◆ Exercise goal: Print out the complete set of records below, exactly as they read.

◆ Raw data:
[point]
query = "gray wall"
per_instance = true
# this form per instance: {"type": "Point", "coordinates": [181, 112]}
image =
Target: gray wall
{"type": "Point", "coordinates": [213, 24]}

◆ Exercise solution:
[point]
query = "gray wall"
per_instance = true
# this form per instance: {"type": "Point", "coordinates": [181, 112]}
image =
Target: gray wall
{"type": "Point", "coordinates": [213, 24]}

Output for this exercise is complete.